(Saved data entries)
=== Begin Enclosure ===
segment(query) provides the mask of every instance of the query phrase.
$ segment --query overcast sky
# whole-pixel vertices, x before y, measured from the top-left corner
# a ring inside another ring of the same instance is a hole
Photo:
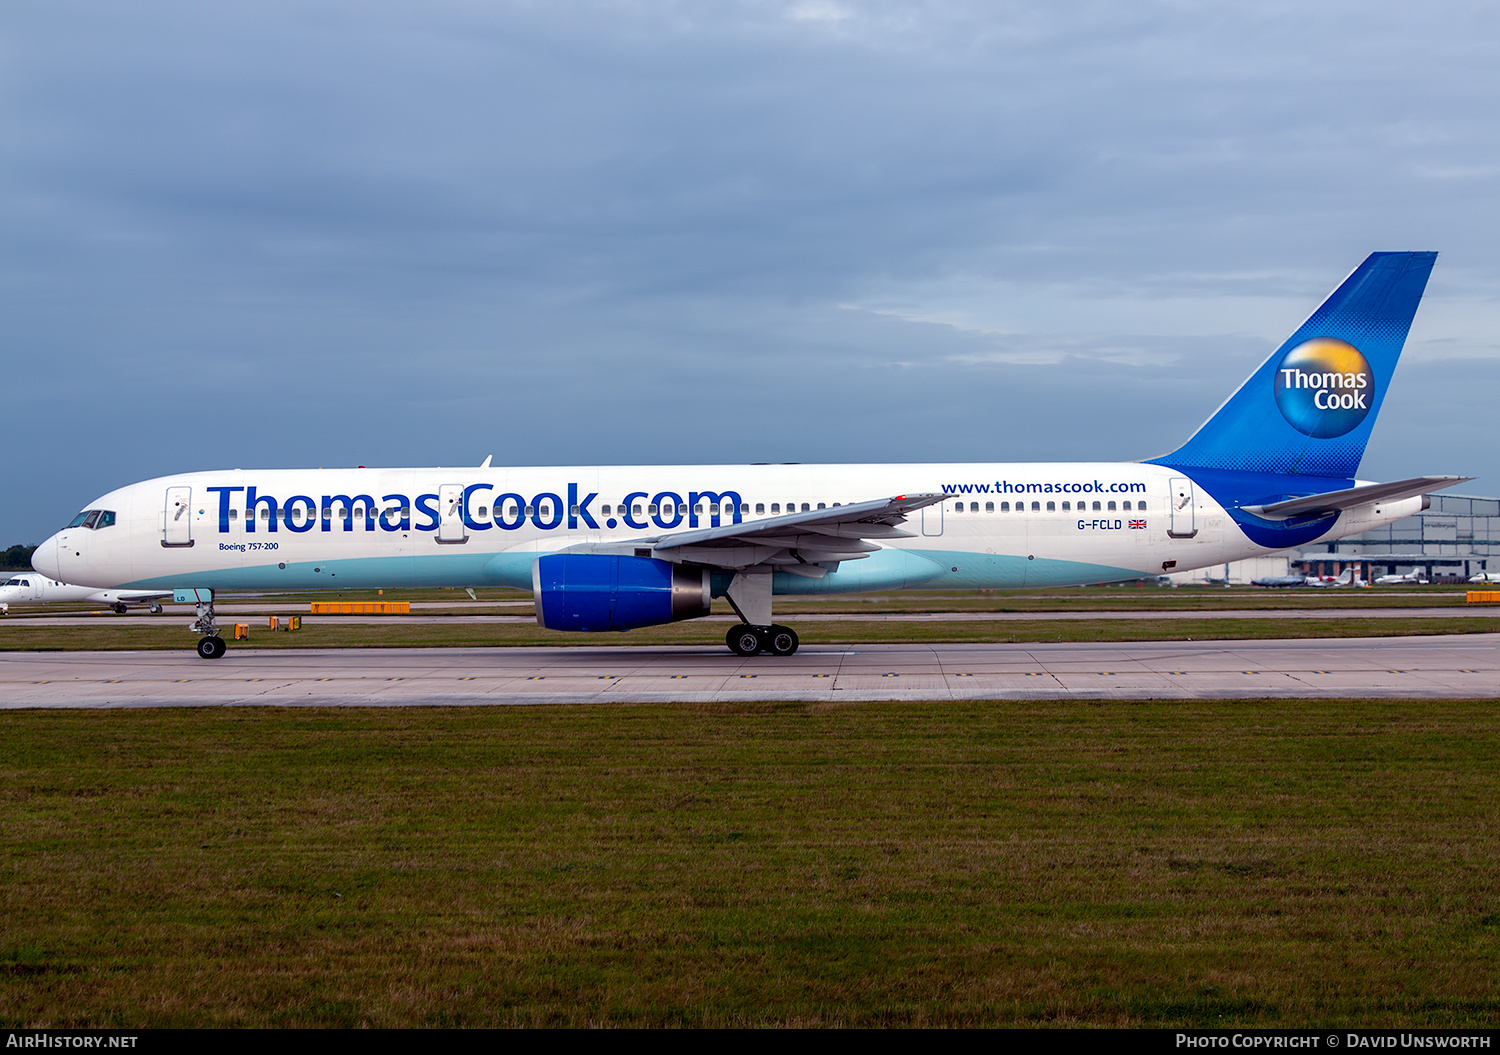
[[[0,546],[230,466],[1135,459],[1436,249],[1361,475],[1500,493],[1488,3],[0,6]]]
=== End Enclosure ===
**TASK STATEMENT**
Return all of the entries word for word, but omit the pictures.

**ANSWER SECTION**
segment(query) provides the mask of every instance of the query phrase.
$ segment --query overcast sky
# whole-pixel vertices, x before y, measured from the top-left corner
# a ring inside another ring of the same instance is a hole
Photo:
[[[0,546],[230,466],[1135,459],[1436,249],[1361,475],[1500,493],[1488,3],[0,6]]]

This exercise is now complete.